#### INSTRUCTION
Copy the items starting at the line containing "140L1006 120L958 106L936" and ending at the line containing "positive clicks: (1013, 125)", changing "rough mask" to "coarse mask" and keeping everything else the same.

#### AVAILABLE DATA
>>>

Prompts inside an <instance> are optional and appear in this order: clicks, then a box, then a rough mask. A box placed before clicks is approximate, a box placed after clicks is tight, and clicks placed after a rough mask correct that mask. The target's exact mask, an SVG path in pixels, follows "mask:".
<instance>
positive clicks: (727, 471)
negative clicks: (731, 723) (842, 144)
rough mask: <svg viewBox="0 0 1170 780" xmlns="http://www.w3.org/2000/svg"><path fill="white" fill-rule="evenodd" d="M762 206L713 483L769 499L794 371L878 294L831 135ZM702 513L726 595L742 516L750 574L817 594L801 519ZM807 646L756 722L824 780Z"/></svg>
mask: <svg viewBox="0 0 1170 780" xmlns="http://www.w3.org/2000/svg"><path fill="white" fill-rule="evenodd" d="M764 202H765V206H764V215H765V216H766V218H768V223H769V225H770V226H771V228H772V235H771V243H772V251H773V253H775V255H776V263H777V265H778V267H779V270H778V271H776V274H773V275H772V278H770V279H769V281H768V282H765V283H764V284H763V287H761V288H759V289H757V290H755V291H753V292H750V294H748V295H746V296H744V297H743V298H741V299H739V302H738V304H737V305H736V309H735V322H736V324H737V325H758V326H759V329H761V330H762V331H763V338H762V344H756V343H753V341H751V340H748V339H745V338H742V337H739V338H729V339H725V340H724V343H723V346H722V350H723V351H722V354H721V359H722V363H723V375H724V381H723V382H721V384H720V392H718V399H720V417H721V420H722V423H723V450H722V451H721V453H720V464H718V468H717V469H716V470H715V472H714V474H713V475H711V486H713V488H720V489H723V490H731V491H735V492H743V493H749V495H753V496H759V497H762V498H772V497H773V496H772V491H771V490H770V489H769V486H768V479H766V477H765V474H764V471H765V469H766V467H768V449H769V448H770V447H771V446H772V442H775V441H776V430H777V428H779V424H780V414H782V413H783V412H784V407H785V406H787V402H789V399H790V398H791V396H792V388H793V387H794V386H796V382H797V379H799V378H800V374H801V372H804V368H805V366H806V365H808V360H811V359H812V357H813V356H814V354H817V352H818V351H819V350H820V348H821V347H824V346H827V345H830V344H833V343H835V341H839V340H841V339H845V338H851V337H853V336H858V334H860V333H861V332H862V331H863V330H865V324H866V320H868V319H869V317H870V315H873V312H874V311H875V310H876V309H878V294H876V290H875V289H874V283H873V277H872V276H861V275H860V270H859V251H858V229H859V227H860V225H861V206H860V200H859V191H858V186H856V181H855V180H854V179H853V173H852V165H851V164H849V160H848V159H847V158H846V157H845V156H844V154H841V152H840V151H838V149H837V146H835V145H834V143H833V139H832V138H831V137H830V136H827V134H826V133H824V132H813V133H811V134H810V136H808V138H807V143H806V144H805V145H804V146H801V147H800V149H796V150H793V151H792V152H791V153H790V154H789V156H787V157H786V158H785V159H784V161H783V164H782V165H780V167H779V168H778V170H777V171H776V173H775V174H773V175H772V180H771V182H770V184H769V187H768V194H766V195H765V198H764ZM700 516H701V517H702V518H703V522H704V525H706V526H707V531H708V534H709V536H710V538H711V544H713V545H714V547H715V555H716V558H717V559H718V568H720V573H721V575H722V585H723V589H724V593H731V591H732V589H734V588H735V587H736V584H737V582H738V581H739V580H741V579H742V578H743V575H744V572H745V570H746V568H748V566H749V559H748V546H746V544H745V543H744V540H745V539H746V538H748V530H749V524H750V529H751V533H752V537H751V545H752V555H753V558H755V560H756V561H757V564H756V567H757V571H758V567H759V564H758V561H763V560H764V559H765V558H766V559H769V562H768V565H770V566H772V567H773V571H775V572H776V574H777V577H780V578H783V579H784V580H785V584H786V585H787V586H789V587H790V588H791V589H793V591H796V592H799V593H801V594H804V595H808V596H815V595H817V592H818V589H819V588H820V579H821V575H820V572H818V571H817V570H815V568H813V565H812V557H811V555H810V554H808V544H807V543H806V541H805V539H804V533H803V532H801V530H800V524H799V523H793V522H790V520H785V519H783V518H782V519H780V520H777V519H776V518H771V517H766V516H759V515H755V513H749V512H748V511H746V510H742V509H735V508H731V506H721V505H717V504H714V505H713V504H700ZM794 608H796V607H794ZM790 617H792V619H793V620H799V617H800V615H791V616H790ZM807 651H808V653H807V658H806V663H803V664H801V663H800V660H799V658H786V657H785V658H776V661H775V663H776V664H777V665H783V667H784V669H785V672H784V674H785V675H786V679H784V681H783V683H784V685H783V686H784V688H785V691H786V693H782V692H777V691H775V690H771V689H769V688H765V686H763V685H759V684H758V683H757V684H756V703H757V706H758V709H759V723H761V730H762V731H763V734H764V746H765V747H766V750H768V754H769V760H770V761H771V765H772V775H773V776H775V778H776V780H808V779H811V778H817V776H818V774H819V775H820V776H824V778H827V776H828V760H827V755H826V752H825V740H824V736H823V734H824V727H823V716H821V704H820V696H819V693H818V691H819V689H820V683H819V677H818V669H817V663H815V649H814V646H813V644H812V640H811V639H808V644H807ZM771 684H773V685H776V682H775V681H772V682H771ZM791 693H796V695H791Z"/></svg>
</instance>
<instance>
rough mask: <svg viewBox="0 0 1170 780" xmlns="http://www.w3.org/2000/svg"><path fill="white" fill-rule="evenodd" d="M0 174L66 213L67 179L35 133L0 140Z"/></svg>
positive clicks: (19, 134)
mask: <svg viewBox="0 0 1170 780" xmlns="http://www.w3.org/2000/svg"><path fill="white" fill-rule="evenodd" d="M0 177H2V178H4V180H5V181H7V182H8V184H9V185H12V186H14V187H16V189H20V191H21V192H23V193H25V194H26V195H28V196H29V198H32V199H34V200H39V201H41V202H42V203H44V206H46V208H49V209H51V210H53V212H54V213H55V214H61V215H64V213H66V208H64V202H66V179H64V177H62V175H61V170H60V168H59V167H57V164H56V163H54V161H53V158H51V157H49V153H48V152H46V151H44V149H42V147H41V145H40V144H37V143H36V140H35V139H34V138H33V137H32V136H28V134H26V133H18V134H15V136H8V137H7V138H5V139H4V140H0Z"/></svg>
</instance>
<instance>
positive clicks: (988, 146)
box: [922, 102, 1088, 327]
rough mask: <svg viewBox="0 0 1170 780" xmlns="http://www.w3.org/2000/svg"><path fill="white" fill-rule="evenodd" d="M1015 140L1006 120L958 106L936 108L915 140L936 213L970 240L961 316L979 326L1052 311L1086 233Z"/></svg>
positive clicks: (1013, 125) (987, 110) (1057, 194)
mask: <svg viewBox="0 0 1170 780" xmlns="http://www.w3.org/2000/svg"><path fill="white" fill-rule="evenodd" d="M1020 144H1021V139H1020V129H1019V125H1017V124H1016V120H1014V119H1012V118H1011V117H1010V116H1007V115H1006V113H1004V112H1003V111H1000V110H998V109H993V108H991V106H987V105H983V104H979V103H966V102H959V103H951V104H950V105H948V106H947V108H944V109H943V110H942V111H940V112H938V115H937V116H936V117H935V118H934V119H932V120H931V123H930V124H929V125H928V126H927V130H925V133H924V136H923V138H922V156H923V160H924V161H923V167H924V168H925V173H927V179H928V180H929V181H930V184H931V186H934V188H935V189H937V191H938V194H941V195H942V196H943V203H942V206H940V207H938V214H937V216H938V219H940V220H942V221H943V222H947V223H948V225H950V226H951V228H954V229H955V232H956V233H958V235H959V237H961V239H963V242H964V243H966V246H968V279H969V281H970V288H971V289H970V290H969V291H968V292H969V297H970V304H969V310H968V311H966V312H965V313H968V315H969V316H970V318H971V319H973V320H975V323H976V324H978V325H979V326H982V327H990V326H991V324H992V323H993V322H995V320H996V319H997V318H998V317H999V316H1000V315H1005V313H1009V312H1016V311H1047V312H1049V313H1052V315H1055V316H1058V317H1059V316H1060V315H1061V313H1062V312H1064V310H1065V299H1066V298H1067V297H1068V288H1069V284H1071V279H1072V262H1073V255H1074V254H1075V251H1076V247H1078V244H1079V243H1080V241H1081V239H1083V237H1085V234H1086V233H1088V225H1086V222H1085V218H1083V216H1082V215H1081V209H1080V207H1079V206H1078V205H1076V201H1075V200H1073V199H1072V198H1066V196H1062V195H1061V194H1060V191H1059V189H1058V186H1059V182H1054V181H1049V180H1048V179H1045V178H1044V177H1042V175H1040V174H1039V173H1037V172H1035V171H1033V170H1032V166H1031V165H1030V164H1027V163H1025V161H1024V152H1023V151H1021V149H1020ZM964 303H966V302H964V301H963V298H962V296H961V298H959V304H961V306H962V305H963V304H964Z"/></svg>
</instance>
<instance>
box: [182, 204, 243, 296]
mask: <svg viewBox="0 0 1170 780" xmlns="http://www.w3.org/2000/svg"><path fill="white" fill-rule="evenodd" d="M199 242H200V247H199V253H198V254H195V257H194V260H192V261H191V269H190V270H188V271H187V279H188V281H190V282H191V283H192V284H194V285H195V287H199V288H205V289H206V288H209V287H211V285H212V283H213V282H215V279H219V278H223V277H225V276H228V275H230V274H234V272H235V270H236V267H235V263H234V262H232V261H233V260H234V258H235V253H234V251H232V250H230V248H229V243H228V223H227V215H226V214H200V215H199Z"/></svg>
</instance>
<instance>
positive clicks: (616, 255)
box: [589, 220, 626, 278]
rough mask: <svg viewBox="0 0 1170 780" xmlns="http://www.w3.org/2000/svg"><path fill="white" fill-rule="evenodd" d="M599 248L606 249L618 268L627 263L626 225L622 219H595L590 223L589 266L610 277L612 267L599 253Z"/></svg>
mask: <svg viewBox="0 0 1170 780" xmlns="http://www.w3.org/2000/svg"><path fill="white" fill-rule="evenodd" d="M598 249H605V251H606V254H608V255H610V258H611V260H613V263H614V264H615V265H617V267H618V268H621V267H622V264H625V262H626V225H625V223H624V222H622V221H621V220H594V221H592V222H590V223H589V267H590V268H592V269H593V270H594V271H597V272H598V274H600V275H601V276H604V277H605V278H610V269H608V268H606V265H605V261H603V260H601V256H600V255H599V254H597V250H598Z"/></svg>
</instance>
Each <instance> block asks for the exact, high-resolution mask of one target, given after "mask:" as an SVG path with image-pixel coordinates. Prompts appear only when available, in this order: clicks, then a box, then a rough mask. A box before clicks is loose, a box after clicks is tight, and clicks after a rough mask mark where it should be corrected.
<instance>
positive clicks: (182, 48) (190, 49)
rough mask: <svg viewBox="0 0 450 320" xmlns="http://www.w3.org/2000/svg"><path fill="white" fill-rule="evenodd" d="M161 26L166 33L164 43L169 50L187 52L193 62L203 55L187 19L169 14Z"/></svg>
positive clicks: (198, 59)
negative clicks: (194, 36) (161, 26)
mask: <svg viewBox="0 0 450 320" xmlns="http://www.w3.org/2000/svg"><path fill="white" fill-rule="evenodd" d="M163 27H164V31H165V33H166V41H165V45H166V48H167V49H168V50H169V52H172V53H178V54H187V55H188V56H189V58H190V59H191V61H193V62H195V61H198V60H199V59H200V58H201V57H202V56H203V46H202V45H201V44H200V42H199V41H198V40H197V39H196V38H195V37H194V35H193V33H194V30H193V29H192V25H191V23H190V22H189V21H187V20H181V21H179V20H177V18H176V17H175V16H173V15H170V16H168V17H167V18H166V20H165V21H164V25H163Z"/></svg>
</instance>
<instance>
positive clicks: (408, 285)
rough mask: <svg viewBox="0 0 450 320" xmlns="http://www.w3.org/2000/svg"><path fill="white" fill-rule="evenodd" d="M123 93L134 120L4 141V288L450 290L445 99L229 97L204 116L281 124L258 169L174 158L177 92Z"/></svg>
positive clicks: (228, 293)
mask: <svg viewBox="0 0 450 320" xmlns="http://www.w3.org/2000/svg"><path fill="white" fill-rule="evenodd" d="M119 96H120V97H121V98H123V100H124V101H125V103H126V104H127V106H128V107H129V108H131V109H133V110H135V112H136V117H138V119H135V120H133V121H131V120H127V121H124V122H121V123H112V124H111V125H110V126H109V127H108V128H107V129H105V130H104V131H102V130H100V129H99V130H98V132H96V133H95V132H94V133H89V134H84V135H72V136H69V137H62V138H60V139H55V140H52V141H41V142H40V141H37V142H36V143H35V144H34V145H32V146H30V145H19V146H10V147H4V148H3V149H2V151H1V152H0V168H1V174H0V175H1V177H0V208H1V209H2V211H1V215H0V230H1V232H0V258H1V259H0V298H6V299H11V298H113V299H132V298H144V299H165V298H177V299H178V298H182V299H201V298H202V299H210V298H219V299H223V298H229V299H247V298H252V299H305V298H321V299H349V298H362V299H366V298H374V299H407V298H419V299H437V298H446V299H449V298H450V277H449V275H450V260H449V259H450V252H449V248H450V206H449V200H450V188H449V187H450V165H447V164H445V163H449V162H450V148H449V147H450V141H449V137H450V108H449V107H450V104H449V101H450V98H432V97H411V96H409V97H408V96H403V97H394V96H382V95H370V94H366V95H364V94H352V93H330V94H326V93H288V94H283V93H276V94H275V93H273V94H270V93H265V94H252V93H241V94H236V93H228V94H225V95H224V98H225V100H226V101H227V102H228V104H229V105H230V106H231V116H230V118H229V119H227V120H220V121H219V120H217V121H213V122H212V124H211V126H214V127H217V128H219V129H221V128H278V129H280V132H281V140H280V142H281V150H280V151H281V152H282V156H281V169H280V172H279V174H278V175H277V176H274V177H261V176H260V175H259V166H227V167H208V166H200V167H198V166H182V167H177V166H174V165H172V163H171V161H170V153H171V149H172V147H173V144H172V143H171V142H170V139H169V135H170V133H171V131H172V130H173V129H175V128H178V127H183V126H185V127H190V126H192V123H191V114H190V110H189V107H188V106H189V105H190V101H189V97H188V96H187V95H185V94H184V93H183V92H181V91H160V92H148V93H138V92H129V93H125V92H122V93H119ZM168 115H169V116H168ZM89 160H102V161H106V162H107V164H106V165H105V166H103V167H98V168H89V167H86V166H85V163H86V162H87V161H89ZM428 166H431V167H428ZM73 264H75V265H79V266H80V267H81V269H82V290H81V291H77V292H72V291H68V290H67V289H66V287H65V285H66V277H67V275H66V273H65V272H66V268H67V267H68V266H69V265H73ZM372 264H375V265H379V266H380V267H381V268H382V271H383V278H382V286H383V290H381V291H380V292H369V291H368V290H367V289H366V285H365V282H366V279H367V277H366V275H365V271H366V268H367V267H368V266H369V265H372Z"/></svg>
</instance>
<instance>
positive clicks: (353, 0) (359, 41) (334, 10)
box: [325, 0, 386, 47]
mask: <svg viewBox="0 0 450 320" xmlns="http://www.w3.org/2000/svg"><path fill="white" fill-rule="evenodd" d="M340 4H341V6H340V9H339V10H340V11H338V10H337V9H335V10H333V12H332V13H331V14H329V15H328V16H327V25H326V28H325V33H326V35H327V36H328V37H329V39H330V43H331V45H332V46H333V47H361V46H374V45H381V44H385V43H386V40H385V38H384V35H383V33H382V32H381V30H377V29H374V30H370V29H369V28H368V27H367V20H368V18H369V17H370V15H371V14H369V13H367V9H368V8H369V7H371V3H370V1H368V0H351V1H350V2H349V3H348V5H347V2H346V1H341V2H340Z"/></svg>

<<<

#### RESULT OF THE TASK
coarse mask: <svg viewBox="0 0 1170 780" xmlns="http://www.w3.org/2000/svg"><path fill="white" fill-rule="evenodd" d="M1015 140L1006 120L958 106L936 108L915 140L936 213L970 240L961 316L979 326L1052 311L1086 233Z"/></svg>
positive clicks: (1013, 125) (987, 110) (1057, 194)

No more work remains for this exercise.